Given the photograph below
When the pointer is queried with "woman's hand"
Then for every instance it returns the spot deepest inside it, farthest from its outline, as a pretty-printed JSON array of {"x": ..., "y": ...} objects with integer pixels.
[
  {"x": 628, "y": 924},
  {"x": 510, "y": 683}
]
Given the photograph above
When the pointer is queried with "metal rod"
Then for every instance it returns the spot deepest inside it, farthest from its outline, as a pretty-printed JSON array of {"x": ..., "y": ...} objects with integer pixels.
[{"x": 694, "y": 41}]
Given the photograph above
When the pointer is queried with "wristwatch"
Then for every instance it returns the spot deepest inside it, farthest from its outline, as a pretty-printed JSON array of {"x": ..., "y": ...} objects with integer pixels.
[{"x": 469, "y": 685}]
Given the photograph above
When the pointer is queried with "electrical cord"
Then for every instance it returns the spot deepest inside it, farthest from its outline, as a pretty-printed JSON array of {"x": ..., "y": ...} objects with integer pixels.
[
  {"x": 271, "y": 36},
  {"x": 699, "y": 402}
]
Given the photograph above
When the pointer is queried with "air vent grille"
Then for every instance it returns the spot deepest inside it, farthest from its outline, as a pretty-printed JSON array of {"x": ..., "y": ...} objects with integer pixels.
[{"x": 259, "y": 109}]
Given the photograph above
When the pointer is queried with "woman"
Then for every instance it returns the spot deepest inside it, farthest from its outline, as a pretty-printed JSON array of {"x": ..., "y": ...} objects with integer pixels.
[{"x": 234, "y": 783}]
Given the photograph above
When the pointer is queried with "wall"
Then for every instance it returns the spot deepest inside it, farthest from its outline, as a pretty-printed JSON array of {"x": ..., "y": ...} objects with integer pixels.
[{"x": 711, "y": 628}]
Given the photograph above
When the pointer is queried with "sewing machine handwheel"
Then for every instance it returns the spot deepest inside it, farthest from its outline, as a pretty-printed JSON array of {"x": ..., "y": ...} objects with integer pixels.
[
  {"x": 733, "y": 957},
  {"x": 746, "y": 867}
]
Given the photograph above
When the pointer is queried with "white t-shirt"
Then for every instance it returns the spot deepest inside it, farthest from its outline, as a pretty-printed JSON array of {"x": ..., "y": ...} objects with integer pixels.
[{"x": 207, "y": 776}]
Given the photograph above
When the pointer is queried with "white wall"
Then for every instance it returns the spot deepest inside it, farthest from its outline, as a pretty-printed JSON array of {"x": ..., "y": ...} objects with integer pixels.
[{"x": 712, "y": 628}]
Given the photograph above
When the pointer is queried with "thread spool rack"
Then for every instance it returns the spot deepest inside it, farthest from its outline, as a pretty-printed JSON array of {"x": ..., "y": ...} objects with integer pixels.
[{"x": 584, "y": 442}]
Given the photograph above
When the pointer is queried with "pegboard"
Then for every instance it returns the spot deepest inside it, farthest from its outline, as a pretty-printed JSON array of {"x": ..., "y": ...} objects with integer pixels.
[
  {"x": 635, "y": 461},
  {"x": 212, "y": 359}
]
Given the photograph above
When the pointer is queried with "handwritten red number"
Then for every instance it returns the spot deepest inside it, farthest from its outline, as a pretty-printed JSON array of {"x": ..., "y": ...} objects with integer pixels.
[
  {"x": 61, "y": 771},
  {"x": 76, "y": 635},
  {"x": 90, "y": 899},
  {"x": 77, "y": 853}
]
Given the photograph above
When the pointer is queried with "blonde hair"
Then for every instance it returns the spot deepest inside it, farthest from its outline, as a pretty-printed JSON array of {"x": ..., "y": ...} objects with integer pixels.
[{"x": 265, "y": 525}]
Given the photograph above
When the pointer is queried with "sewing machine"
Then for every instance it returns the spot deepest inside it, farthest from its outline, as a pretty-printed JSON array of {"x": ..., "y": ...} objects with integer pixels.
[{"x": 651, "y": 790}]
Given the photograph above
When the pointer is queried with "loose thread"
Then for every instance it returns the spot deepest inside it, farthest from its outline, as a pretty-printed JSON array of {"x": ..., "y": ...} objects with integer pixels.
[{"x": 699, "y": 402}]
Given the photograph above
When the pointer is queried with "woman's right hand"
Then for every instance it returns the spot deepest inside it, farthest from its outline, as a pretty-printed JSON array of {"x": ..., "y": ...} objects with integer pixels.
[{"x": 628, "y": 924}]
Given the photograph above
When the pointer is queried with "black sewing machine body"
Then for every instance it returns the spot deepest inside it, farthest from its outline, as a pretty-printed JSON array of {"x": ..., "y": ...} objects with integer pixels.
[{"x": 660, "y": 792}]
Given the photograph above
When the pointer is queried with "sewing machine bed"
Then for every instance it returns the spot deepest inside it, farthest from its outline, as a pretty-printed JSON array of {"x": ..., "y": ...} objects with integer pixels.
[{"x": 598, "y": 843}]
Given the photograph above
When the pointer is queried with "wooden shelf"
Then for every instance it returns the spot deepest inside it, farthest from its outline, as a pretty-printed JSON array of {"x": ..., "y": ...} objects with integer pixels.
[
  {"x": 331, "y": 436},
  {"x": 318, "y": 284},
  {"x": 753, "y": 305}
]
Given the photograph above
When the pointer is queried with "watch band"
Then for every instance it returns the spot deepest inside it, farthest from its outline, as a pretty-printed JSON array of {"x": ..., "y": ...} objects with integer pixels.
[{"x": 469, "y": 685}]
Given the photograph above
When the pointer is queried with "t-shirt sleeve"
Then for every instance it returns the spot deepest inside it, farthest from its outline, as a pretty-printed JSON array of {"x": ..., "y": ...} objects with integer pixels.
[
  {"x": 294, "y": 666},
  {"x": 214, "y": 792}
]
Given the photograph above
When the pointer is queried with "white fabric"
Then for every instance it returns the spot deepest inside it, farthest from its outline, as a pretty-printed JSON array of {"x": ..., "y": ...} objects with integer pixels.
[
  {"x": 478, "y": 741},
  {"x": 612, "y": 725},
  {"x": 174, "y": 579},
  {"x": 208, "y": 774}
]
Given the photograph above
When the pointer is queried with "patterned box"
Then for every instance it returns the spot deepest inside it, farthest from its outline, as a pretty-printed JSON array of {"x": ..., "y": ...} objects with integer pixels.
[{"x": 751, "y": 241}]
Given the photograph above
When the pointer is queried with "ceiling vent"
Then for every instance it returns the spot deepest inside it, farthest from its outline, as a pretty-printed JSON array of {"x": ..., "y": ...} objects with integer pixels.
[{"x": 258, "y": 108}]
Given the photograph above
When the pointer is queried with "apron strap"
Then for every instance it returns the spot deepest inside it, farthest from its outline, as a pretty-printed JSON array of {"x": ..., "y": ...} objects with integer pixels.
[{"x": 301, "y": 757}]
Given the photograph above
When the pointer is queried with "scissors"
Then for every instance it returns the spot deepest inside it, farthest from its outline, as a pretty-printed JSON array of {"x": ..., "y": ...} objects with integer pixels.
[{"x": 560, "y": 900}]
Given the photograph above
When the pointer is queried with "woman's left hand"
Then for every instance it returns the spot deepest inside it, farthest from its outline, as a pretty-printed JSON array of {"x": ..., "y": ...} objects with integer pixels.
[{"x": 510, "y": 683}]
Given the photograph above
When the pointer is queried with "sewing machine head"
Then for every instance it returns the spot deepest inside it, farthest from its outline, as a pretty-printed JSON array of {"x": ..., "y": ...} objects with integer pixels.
_ _ _ _ _
REQUEST: Collect every line of the data above that contains the string "machine", treating case as significant.

RESULT:
When the pointer is queried with "sewing machine handwheel"
When the pointer is queried with "sewing machine"
When the pointer is queried with "black sewing machine body"
When the pointer is queried with "sewing machine bed"
When the pointer is queried with "sewing machine head"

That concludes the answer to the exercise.